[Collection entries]
========================

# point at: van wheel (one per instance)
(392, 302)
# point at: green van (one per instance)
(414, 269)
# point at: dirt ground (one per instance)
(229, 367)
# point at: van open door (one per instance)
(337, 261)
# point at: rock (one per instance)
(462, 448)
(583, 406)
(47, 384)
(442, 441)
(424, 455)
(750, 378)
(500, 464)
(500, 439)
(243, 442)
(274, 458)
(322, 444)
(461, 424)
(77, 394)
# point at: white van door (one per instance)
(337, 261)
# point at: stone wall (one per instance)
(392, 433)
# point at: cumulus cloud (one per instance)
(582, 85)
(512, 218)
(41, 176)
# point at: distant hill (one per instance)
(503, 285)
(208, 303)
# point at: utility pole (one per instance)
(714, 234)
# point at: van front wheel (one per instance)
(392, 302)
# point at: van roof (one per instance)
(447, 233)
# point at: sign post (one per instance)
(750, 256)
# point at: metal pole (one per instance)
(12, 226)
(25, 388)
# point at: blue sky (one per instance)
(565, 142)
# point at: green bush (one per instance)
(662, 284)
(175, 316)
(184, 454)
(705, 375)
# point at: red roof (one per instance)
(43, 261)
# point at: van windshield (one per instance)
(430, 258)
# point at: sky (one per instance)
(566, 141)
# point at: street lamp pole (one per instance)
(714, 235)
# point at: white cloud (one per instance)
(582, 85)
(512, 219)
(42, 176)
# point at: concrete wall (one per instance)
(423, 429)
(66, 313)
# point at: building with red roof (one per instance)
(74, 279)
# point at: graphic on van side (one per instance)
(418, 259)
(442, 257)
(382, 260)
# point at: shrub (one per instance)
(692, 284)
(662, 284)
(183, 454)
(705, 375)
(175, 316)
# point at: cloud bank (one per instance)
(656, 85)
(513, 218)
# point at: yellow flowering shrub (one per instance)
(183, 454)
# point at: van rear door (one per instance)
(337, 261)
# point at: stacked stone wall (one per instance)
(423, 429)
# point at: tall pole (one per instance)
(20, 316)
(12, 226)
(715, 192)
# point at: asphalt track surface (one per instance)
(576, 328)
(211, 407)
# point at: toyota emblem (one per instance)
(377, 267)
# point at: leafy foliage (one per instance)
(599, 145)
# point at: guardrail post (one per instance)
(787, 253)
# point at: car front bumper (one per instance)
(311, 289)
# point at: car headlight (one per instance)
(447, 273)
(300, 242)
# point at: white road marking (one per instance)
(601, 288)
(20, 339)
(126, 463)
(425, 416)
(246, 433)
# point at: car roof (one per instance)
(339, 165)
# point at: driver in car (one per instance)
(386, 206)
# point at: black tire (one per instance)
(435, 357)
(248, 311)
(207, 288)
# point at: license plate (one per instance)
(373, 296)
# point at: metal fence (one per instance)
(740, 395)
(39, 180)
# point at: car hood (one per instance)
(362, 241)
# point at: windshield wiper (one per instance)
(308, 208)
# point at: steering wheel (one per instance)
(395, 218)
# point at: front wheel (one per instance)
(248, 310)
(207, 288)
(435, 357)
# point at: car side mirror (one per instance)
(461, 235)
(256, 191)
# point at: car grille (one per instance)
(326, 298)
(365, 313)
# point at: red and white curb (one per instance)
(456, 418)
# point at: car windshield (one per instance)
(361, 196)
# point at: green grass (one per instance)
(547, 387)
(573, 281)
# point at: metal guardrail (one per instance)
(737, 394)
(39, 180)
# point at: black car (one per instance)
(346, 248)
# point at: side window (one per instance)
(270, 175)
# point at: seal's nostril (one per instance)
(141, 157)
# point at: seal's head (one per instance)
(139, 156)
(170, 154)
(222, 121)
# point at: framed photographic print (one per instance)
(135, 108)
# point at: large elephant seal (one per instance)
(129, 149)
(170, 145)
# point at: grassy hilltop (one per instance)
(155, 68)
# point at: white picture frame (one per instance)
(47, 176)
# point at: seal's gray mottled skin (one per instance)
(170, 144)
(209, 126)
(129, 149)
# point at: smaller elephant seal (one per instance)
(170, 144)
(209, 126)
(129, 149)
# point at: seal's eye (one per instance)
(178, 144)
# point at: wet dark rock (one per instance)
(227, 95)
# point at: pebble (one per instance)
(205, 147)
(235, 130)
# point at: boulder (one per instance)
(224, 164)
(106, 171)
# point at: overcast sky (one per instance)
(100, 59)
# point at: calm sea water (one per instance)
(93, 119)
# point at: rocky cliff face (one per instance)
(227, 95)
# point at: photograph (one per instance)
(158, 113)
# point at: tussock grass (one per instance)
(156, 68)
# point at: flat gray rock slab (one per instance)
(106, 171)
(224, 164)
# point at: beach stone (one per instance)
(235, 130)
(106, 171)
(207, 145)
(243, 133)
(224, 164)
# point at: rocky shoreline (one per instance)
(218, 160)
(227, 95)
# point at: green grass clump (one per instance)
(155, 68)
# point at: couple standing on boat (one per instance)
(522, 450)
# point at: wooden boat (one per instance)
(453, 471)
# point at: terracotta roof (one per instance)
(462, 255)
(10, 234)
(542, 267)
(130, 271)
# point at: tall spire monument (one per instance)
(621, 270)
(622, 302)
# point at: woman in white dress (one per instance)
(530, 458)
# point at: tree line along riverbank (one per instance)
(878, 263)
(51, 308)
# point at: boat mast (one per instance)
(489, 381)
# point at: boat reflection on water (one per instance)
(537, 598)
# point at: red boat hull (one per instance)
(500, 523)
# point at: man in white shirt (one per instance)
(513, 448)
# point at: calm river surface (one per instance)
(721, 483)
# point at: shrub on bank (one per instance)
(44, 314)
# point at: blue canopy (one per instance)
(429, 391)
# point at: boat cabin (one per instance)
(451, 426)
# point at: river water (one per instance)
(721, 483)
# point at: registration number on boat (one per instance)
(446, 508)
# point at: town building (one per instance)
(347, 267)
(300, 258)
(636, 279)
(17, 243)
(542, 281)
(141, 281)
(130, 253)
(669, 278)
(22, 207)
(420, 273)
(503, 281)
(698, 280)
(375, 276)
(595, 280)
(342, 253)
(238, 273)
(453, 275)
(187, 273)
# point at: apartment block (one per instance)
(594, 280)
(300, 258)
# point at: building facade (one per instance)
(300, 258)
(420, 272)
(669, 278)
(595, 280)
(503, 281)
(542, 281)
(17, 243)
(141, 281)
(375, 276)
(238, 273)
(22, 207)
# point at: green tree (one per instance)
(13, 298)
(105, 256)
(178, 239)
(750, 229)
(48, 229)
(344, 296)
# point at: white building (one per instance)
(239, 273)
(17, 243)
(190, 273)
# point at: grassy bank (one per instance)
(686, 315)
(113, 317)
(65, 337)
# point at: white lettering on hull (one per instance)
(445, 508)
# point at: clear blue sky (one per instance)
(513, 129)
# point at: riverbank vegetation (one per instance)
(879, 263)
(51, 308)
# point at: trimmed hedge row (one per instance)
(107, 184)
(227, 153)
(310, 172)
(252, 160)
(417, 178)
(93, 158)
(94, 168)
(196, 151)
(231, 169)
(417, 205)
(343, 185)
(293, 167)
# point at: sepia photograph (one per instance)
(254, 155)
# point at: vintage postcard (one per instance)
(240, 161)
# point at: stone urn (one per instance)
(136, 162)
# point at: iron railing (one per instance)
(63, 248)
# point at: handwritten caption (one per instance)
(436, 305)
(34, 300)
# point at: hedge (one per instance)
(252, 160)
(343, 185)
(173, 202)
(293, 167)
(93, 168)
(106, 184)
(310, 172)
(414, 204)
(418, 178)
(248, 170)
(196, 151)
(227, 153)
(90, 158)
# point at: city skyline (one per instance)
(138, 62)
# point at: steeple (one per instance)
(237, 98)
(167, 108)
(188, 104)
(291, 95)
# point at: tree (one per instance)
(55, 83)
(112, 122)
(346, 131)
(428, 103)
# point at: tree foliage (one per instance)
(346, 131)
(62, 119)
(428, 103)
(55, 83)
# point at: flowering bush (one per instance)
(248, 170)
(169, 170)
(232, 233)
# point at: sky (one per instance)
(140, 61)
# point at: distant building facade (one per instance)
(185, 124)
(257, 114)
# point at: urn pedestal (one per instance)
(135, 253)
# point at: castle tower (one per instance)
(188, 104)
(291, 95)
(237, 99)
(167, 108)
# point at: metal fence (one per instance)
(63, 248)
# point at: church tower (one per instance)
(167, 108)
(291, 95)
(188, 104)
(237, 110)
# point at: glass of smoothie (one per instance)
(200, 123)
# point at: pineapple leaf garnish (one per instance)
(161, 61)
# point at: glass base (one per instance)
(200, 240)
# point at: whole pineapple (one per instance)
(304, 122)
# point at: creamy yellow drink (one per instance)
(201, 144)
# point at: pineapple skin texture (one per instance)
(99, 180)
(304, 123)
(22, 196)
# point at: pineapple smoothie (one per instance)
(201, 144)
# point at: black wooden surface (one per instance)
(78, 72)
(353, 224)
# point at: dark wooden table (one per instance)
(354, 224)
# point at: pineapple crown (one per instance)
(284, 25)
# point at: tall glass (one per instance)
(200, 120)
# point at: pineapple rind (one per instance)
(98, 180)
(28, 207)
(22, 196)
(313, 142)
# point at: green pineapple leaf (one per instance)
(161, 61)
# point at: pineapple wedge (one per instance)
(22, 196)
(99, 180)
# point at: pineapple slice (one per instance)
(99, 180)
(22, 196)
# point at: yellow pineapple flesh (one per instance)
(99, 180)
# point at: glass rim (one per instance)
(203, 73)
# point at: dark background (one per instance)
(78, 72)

========================

Each line from the one containing "# point at: glass rim (one per instance)" to the final line above should be written out exactly; please omit the others.

# point at: glass rim (one per instance)
(203, 73)
# point at: dark background (one per instance)
(78, 72)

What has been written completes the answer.